[Your goal] Filter the rows below down to the lines that contain the string "woman", and copy each of those lines in full.

Collection entries:
* begin *
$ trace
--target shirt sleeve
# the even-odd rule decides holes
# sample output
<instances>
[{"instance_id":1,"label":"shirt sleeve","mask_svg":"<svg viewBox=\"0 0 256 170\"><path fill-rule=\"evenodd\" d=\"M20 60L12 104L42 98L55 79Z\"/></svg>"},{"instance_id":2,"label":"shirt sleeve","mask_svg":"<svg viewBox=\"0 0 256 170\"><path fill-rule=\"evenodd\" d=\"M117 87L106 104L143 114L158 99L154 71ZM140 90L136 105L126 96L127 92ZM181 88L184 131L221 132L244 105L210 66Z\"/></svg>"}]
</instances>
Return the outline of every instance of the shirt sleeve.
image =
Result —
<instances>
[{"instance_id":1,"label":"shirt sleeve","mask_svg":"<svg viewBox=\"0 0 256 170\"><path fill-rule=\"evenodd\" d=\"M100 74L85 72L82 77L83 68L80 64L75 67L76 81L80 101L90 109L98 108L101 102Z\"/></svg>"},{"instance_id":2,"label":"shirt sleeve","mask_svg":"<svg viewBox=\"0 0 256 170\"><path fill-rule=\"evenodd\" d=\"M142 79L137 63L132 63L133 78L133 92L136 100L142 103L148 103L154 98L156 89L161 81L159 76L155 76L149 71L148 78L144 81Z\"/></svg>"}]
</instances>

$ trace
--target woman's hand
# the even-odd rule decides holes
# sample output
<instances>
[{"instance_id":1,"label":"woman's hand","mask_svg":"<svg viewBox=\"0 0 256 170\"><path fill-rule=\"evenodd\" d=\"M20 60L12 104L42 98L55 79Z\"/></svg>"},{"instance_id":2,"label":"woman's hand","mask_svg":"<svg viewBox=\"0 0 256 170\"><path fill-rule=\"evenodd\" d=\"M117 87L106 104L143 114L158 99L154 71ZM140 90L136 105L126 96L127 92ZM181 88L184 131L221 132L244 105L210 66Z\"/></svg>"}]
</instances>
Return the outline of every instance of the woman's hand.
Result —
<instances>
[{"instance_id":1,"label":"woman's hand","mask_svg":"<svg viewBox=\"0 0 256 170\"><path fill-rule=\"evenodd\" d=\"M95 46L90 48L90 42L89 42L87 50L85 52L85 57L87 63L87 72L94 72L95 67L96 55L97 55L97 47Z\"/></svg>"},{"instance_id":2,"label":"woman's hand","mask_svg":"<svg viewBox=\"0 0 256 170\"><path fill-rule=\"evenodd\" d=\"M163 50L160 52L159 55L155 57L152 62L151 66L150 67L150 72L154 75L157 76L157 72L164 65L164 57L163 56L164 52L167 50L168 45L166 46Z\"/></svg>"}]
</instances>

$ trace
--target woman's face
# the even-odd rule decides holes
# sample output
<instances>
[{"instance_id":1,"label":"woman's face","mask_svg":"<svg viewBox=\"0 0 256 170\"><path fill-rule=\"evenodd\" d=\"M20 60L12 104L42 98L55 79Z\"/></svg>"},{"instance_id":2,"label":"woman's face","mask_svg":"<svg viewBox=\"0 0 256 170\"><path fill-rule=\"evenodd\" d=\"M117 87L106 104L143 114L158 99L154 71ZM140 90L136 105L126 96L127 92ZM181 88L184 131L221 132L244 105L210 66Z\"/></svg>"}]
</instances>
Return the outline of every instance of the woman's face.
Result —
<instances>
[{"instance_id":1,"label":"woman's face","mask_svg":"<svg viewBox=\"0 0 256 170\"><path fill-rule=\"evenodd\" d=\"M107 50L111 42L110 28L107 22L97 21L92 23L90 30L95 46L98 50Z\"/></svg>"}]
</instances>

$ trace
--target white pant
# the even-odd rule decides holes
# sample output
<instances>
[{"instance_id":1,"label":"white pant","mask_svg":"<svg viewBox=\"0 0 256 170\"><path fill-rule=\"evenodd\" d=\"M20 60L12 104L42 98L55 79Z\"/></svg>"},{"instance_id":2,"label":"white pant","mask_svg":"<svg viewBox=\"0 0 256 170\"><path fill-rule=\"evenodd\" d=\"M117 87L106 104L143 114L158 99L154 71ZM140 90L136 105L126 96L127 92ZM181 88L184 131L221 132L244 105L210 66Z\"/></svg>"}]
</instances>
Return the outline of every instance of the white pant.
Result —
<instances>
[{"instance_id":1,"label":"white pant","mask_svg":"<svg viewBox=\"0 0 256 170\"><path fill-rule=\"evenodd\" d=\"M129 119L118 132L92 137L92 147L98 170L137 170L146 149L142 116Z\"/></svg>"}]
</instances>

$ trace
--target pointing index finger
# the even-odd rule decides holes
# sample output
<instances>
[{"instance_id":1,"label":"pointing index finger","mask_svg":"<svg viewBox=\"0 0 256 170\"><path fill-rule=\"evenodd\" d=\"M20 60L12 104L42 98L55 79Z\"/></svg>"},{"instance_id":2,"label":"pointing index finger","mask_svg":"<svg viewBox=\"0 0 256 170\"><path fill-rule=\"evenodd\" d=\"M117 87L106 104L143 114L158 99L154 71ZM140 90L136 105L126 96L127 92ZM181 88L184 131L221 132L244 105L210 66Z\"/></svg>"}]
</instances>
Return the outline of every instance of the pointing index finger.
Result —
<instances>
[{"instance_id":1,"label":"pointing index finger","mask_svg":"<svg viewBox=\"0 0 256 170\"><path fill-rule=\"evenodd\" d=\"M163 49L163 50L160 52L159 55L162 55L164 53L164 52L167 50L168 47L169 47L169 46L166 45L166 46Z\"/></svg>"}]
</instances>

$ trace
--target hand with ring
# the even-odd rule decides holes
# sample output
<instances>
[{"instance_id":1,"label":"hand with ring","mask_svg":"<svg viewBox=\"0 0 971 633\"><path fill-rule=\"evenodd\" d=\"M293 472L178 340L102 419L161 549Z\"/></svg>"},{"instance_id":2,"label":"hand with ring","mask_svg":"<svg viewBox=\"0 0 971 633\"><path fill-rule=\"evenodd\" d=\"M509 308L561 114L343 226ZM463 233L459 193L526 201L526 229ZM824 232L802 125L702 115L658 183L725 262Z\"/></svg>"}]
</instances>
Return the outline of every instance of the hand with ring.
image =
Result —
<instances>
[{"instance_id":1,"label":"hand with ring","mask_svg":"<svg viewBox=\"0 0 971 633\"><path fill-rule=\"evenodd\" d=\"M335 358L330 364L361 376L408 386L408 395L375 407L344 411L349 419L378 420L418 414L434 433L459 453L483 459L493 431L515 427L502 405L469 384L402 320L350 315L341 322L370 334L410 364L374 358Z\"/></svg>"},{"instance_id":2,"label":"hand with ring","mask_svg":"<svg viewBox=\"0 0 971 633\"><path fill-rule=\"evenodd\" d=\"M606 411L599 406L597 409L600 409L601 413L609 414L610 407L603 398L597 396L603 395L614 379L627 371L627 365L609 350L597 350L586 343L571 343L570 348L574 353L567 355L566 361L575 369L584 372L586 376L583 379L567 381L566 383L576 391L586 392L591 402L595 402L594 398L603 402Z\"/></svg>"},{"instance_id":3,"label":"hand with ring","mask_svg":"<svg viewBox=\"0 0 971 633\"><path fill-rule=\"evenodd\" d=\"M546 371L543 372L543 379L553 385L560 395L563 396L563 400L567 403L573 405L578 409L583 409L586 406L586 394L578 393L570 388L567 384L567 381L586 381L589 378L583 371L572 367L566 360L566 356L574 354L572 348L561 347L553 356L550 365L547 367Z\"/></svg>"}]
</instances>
* end *
[Exercise answer]
--target woman's hand
[{"instance_id":1,"label":"woman's hand","mask_svg":"<svg viewBox=\"0 0 256 170\"><path fill-rule=\"evenodd\" d=\"M20 60L12 104L42 98L55 79Z\"/></svg>"},{"instance_id":2,"label":"woman's hand","mask_svg":"<svg viewBox=\"0 0 256 170\"><path fill-rule=\"evenodd\" d=\"M117 87L106 104L143 114L158 99L154 71ZM140 90L136 105L126 96L127 92ZM181 88L184 131L221 132L244 105L210 66Z\"/></svg>"}]
Return the outline of every instance of the woman's hand.
[{"instance_id":1,"label":"woman's hand","mask_svg":"<svg viewBox=\"0 0 256 170\"><path fill-rule=\"evenodd\" d=\"M95 46L90 48L90 42L89 42L87 50L85 52L85 57L87 63L87 72L94 72L95 67L96 55L97 55L97 47Z\"/></svg>"},{"instance_id":2,"label":"woman's hand","mask_svg":"<svg viewBox=\"0 0 256 170\"><path fill-rule=\"evenodd\" d=\"M163 50L160 52L159 55L155 57L152 62L151 66L150 67L150 72L154 75L157 76L157 72L164 65L164 57L163 56L164 52L167 50L168 45L166 46Z\"/></svg>"}]
--target woman's face
[{"instance_id":1,"label":"woman's face","mask_svg":"<svg viewBox=\"0 0 256 170\"><path fill-rule=\"evenodd\" d=\"M20 60L12 104L42 98L55 79Z\"/></svg>"},{"instance_id":2,"label":"woman's face","mask_svg":"<svg viewBox=\"0 0 256 170\"><path fill-rule=\"evenodd\" d=\"M117 87L106 104L143 114L158 99L154 71ZM140 90L136 105L126 96L127 92ZM181 88L184 131L221 132L244 105L210 66Z\"/></svg>"}]
Return the outline of every instance of the woman's face.
[{"instance_id":1,"label":"woman's face","mask_svg":"<svg viewBox=\"0 0 256 170\"><path fill-rule=\"evenodd\" d=\"M107 50L111 42L110 28L107 22L97 21L92 23L90 30L95 46L98 50Z\"/></svg>"}]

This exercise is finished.